Update the entries below by changing every "pixel coordinates" to "image coordinates" and leaving everything else as it is.
________________________
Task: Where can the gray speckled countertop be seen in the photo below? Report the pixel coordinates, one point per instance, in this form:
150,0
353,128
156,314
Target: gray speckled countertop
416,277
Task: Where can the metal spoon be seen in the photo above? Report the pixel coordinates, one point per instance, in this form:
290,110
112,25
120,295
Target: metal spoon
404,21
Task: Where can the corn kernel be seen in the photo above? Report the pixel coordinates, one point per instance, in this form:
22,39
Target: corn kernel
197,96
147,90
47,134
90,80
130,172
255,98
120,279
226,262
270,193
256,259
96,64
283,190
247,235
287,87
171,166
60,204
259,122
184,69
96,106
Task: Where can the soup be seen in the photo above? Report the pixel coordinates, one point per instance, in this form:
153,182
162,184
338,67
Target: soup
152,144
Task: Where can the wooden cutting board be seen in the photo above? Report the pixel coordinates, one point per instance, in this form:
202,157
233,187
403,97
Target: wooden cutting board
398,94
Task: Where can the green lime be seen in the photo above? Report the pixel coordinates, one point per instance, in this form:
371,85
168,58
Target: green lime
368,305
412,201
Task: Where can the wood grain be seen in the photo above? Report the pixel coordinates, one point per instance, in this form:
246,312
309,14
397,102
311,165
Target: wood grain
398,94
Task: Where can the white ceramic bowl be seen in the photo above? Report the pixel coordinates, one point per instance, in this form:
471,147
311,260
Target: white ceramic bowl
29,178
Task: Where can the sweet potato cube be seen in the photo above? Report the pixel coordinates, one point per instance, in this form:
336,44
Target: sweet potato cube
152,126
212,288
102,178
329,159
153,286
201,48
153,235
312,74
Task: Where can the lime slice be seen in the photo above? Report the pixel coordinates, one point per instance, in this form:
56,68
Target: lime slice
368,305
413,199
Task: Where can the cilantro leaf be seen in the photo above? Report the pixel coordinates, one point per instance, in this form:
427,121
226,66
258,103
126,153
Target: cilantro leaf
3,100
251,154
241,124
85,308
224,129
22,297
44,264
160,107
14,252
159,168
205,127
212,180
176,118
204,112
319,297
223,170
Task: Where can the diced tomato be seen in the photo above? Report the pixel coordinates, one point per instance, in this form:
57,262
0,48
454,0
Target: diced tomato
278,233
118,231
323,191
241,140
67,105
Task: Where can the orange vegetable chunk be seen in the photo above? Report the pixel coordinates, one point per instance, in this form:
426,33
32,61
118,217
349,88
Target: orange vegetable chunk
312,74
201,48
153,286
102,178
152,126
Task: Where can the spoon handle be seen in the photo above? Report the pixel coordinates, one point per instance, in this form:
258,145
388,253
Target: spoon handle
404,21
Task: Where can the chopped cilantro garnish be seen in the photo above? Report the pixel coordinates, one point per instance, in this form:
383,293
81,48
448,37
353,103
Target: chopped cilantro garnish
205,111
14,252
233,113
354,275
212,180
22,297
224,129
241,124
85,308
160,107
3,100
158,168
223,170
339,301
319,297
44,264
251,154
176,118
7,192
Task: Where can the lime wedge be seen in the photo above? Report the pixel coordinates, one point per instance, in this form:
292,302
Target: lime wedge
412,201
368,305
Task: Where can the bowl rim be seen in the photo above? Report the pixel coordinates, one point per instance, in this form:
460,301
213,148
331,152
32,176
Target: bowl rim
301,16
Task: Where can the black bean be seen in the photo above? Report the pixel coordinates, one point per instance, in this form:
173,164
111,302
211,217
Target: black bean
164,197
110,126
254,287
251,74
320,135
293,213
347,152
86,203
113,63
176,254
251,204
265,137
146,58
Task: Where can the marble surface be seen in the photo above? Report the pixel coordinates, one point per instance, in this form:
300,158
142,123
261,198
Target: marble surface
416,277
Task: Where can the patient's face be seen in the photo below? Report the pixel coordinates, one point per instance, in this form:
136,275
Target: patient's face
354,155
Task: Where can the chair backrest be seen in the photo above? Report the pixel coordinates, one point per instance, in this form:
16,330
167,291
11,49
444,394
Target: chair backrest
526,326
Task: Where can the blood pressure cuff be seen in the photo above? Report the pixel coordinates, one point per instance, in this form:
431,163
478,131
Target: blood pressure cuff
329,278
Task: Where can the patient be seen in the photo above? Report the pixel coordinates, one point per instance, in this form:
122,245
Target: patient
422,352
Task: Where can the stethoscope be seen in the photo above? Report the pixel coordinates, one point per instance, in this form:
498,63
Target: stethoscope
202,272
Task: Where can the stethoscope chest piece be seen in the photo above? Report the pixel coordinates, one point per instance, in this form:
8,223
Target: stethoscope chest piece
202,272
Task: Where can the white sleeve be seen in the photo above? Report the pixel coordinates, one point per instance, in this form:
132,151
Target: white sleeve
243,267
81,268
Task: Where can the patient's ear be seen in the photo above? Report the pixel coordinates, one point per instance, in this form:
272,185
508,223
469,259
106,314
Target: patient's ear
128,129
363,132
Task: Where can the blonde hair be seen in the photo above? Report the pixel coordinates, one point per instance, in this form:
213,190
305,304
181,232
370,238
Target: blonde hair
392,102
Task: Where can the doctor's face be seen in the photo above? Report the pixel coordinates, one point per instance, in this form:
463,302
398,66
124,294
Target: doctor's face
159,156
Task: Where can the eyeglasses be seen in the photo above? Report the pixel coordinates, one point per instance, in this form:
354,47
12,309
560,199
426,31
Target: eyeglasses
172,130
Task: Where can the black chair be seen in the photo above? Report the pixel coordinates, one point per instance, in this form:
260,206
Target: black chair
________________________
Exercise output:
Task: Where can the gray speckled countertop be seen in the photo below? Report the image coordinates, one point per instance, in this form:
150,0
353,128
156,314
Target: gray speckled countertop
416,277
Task: Where can the metal spoon be seen in the photo above? Report the image coordinates, one point per instance, in this form:
290,110
112,25
120,295
Target: metal spoon
404,21
Task: Where can the corn kernel be seen in the photo above? Report the image coordinates, one point per instance, in this form:
22,39
Target: corn kernel
197,96
147,90
47,134
90,80
130,172
255,98
120,279
226,262
270,193
256,259
96,64
283,190
247,235
287,87
171,166
60,204
259,122
184,69
96,106
Task: Where can the soup be seen in the photo above? Report the image coordinates, one point per instance, in this form:
153,182
162,184
338,67
Target: soup
152,144
Task: Where can the wooden cutting board be seen in the photo above? Report the image coordinates, one point per instance, in this form:
202,157
233,187
403,97
Target: wooden cutting board
398,94
Task: Where can the green lime be seen in the photo above? Report the image coordinates, one point per instance, in this form:
371,85
168,58
Target: green lime
368,305
412,201
Task: Where can the wood grain be seen in the photo above? Report the image coordinates, one point per instance, in this form:
246,312
309,14
397,102
311,165
Target: wood grain
398,94
Task: Where can the white ceramic bowl be seen in the photo above? Report the image coordinates, one point per instance, in this form:
471,147
311,260
Target: white ceramic bowl
29,178
Task: Where can the sweet potato cube be seen in the photo above? Report the image coordinates, one point per instance, in this form:
336,44
Target: sweet potato cube
152,126
212,288
102,178
329,159
153,286
201,48
153,235
312,74
Task: Where can the lime slice be seen in the photo above? Report the image coordinates, one point per instance, in this form:
56,68
Target: lime slice
368,305
413,199
Task: Where can the cilantro leaf be seen in the photo above? Report the image coordinates, one point per instance, in this form:
427,121
226,66
258,103
126,153
Target: cilantro leaf
3,100
251,154
241,124
85,308
224,129
22,297
44,264
160,107
14,252
159,168
205,127
212,180
176,118
204,112
319,297
223,170
Task: Where can the diced tomato be seen in the photo above? Report the image coordinates, one point per instance, in this form:
57,262
0,48
454,0
Target: diced tomato
278,233
118,231
323,191
241,140
67,105
Task: Where can the orange vegetable chunk be seen in the photo above? Report the image coordinates, one point per instance, in this form:
426,33
32,61
118,217
349,88
Target: orange vegetable chunk
312,74
201,48
153,286
102,178
152,126
Task: Where can the spoon handle be seen in the photo above? Report the image coordinates, one point per instance, in this form:
258,145
388,253
Target: spoon handle
404,21
Task: Where can the chopped cilantro garnish be seen in the photo above? Report the image coordinates, one point per instance, in this form:
383,293
81,48
448,37
353,103
Target: chopped cilantro garnish
205,111
14,252
233,113
354,275
212,180
22,297
224,129
241,124
85,308
160,107
3,100
158,168
223,170
339,301
319,297
44,264
251,154
176,118
7,192
Task: Where can the lime wedge be seen in the photo above? Report the image coordinates, one point per instance, in this form:
292,302
Target: lime wedge
412,201
368,305
Task: Where can the bowl rim be seen in the photo above? Report the image coordinates, one point per instance, in this form:
460,301
213,148
331,152
32,176
Target: bowl rim
301,16
Task: Where can the black bean be seen in the photo above? Report the image coordinates, one point per instance, in this form:
173,164
111,302
211,217
Target: black bean
164,197
110,126
254,287
251,74
320,135
293,213
347,152
86,203
113,63
176,254
251,204
265,137
146,58
Task: Where can the marble surface be seen in the photo above? Report the image coordinates, one point per instance, in this form:
300,158
142,123
261,198
Target: marble surface
416,277
Task: Where can the patient's face be seen in the photo below? Report the image coordinates, one point per instance, in this form:
136,275
Target: patient's face
354,155
Task: Where can the chair backrest be seen in the photo above? Report the image coordinates, one point per instance, in this form:
16,330
167,291
11,49
444,394
Target: chair backrest
526,326
Task: Where can the blood pressure cuff be seen in the photo above? Report the image coordinates, one point per instance, in this form:
431,163
478,131
Target: blood pressure cuff
329,278
Task: Where can the patient be seen in the photo above? Report the image coordinates, one point per instance, in this form:
122,245
Target: patient
422,352
Task: Where can the stethoscope be seen in the photo above? Report the image coordinates, one point per instance, in this form:
498,63
Target: stethoscope
202,272
Task: Where can the stethoscope chest piece be seen in the photo above? Report the image coordinates, one point per instance, in this form:
8,223
Target: stethoscope chest piece
202,272
Task: Where can the white sleeve be seen in the photo above? Report the image coordinates, one point per instance, in this form:
132,151
Target: white sleeve
243,267
81,268
Task: Where can the patient's ear be seen in the photo above? Report the image coordinates, one point per instance, in this form:
272,185
508,223
469,259
106,314
Target: patient's ear
128,129
363,132
Task: Where can the blonde hair be seen in the photo above? Report the image coordinates, one point per instance, in this form:
213,190
305,304
181,232
370,238
Target: blonde hair
392,102
Task: Where can the doctor's face be seen in the photo above? Report the image coordinates, one point per instance, in this form:
463,302
398,66
124,294
Target: doctor's face
159,156
Task: Where can the eyeglasses be seen in the photo above? Report the image coordinates, one point per instance, in this form:
354,47
12,309
560,199
426,31
Target: eyeglasses
172,130
Task: Where can the black chair be seen in the photo above? Report the image coordinates, one point per instance, in this form:
260,206
Target: black chair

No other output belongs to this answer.